Given task -
Copy each of the following items word for word, leaving every line unchanged.

Records supplied -
------
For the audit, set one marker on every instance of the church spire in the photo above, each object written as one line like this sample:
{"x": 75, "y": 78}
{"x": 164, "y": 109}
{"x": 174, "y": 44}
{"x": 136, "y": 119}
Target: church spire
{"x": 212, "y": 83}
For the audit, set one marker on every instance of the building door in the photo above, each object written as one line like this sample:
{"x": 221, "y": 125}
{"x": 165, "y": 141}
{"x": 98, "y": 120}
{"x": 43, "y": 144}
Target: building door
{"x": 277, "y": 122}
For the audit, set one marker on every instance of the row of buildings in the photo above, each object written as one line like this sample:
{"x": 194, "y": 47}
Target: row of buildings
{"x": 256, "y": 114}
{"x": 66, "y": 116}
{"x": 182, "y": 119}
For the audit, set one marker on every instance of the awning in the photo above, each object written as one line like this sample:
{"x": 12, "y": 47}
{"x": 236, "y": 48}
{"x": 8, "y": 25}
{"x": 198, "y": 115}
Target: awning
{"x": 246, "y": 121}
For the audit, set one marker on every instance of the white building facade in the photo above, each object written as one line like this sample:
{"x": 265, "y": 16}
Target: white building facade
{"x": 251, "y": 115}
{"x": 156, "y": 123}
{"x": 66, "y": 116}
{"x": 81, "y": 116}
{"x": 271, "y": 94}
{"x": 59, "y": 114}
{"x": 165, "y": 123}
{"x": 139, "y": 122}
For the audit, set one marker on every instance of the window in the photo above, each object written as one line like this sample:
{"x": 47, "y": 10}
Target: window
------
Written solution -
For the audit, set one marker on every instance of the church spire in the photo above, each object written as one line like this sample:
{"x": 75, "y": 78}
{"x": 164, "y": 109}
{"x": 174, "y": 44}
{"x": 136, "y": 119}
Target: church spire
{"x": 212, "y": 83}
For the audit, set one marker on every instance of the building door in the photo above, each object written as one line like this sample:
{"x": 221, "y": 125}
{"x": 165, "y": 141}
{"x": 98, "y": 120}
{"x": 43, "y": 144}
Target: building door
{"x": 277, "y": 122}
For the audit, set one marker on every instance of the row of buildings in the photo above, each object written as one line like this sample:
{"x": 194, "y": 47}
Target: row of buildings
{"x": 256, "y": 114}
{"x": 66, "y": 116}
{"x": 182, "y": 119}
For the audit, set one marker on every instance of the awning in the photo above, each object written as one line like this sample:
{"x": 12, "y": 47}
{"x": 236, "y": 48}
{"x": 8, "y": 25}
{"x": 198, "y": 115}
Target: awning
{"x": 246, "y": 121}
For the audit, set one marker on every instance of the white building facade in the photo above, each object written as one line like this sample:
{"x": 265, "y": 16}
Target: white building facade
{"x": 251, "y": 115}
{"x": 156, "y": 123}
{"x": 66, "y": 116}
{"x": 81, "y": 116}
{"x": 271, "y": 94}
{"x": 59, "y": 114}
{"x": 165, "y": 123}
{"x": 139, "y": 122}
For the audit, set one marker on every instance of the window in the photo above, each object written as one line like this sample:
{"x": 47, "y": 10}
Target: window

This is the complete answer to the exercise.